* [Do this]
Extract the complete listing and output it unchanged.

* [Items from a dataset]
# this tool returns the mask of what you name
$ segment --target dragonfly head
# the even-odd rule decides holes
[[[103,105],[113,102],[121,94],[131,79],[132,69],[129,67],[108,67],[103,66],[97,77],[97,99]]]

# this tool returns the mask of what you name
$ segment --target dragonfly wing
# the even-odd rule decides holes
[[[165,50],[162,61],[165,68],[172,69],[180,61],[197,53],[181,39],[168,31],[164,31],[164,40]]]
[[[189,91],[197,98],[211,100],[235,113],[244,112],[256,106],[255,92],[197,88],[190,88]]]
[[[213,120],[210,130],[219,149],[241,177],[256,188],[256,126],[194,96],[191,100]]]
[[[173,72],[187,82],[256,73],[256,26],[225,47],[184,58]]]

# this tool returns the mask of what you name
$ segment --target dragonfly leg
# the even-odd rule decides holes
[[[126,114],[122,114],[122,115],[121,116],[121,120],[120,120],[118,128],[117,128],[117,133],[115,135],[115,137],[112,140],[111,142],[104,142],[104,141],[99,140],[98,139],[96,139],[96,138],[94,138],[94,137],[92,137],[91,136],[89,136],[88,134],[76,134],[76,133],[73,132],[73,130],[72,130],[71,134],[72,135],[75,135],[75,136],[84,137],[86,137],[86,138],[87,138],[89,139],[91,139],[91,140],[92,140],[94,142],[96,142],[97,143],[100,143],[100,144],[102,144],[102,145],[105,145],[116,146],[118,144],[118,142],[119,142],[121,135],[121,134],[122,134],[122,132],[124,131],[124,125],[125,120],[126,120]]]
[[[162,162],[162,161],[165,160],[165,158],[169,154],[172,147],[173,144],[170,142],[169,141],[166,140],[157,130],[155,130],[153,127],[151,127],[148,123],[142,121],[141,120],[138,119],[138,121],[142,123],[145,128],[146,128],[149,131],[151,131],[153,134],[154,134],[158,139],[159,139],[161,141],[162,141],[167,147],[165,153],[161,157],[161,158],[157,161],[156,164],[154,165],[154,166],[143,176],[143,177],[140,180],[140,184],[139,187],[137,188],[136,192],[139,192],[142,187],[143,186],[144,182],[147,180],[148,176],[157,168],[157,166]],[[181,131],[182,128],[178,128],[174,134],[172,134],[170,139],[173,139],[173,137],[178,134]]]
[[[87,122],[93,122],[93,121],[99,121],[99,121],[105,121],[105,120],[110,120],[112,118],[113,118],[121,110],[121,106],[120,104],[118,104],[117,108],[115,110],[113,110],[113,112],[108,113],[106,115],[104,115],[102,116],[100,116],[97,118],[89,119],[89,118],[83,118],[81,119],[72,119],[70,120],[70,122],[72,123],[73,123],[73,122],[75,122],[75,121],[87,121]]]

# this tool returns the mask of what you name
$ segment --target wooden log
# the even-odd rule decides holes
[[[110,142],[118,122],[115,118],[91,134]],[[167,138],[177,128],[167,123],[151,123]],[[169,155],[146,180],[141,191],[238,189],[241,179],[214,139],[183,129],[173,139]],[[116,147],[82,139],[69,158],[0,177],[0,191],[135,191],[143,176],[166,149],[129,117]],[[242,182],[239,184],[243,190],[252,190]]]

* [Written reply]
# this tool returns the mask of what you name
$ segment --target dragonfly head
# the even-odd rule decides holes
[[[103,105],[113,102],[121,94],[131,79],[132,69],[129,67],[108,67],[103,66],[97,77],[97,99]]]

# this tool returns the mask of what you name
$ segment --target dragonfly wing
# the even-odd rule decides holes
[[[165,50],[162,61],[165,68],[172,69],[180,61],[197,53],[181,39],[168,31],[164,31],[164,40]]]
[[[189,91],[197,98],[211,100],[235,113],[244,112],[256,106],[255,92],[197,88],[190,88]]]
[[[213,120],[210,130],[219,149],[241,177],[256,188],[256,126],[194,96],[191,100]]]
[[[173,72],[187,82],[256,73],[256,26],[225,47],[184,58]]]

# this tool returns the mask of what you name
$ segment --target dragonfly leg
# the even-odd rule decides holes
[[[126,114],[122,114],[122,115],[121,116],[121,120],[120,120],[118,128],[117,128],[117,133],[115,135],[115,137],[112,140],[111,142],[104,142],[104,141],[99,140],[98,139],[96,139],[96,138],[94,138],[94,137],[92,137],[91,136],[89,136],[88,134],[76,134],[76,133],[73,132],[73,130],[72,130],[71,134],[72,135],[75,135],[75,136],[84,137],[86,137],[86,138],[87,138],[89,139],[91,139],[91,140],[92,140],[94,142],[96,142],[97,143],[100,143],[100,144],[102,144],[102,145],[105,145],[116,146],[118,144],[118,142],[119,142],[121,135],[121,134],[122,134],[122,132],[124,131],[124,125],[125,120],[126,120]]]
[[[162,162],[162,161],[165,160],[165,158],[169,154],[172,147],[173,144],[170,142],[169,141],[166,140],[157,130],[155,130],[153,127],[151,127],[148,123],[142,121],[141,120],[138,119],[138,121],[142,123],[145,128],[146,128],[149,131],[151,131],[153,134],[154,134],[158,139],[159,139],[161,141],[162,141],[167,147],[165,153],[161,157],[161,158],[157,161],[156,164],[154,165],[154,166],[143,176],[143,177],[140,180],[140,184],[139,187],[137,188],[136,192],[139,192],[142,187],[143,186],[144,182],[147,180],[148,176],[157,168],[157,166]],[[181,131],[182,128],[178,128],[174,134],[172,134],[170,139],[173,139],[173,137],[178,134]]]
[[[87,122],[93,122],[93,121],[99,121],[99,121],[105,121],[105,120],[110,120],[112,118],[113,118],[121,110],[121,106],[120,104],[118,104],[117,108],[115,110],[113,110],[113,112],[108,113],[106,115],[104,115],[102,116],[100,116],[97,118],[89,119],[89,118],[83,118],[81,119],[72,119],[70,120],[70,122],[72,123],[73,123],[73,122],[75,122],[75,121],[87,121]]]

# this tool returns the mask of what you name
$ segment --target wooden log
# the even-odd rule decides holes
[[[110,142],[118,122],[115,118],[91,134]],[[167,138],[177,128],[167,123],[151,123]],[[169,155],[146,180],[141,191],[238,189],[241,179],[214,139],[183,129],[173,139]],[[116,147],[82,139],[69,158],[0,177],[0,191],[135,191],[143,176],[166,149],[129,117]],[[242,182],[239,184],[243,190],[252,190]]]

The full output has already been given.